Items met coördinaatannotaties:
+ + +

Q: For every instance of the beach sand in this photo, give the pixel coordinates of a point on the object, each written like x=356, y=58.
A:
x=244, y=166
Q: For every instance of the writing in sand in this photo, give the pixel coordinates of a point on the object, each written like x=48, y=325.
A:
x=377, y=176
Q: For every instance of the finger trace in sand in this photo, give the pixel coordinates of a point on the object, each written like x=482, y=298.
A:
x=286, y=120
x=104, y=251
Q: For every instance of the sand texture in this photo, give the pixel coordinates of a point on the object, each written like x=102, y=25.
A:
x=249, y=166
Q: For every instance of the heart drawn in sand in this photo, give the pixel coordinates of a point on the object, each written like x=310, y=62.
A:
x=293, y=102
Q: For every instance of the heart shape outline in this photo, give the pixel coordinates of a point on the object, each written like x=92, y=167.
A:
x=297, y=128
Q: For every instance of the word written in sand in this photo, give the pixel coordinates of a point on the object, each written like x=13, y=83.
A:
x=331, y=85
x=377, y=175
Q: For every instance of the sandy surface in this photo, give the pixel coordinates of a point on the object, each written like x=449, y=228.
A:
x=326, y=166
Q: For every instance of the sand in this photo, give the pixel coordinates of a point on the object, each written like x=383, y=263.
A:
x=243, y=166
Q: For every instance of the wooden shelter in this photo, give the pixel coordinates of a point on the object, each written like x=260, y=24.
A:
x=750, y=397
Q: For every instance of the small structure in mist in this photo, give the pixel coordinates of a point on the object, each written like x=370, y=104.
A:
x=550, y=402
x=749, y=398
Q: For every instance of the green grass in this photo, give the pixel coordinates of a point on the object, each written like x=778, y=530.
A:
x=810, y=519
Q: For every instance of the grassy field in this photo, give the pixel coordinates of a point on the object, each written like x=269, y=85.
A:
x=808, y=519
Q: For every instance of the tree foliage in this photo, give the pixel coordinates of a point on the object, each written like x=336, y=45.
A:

+ + +

* _Gevraagde handeling_:
Geef het gedeelte vanaf de regel met "Q: For every instance of the sand in" tot en met de regel met "x=749, y=398" weer als Markdown-tabel, met het rijnummer in de kolom Volgnummer en de regel zelf in de kolom Itemregel. Laat lege regels weg.

* _Uitwerking opgave_:
| Volgnummer | Itemregel |
|---|---|
| 1 | Q: For every instance of the sand in this photo, give the pixel coordinates of a point on the object, each written like x=383, y=263. |
| 2 | A: |
| 3 | x=243, y=166 |
| 4 | Q: For every instance of the wooden shelter in this photo, give the pixel coordinates of a point on the object, each written like x=260, y=24. |
| 5 | A: |
| 6 | x=750, y=397 |
| 7 | Q: For every instance of the small structure in mist in this photo, give the pixel coordinates of a point on the object, each written like x=370, y=104. |
| 8 | A: |
| 9 | x=550, y=402 |
| 10 | x=749, y=398 |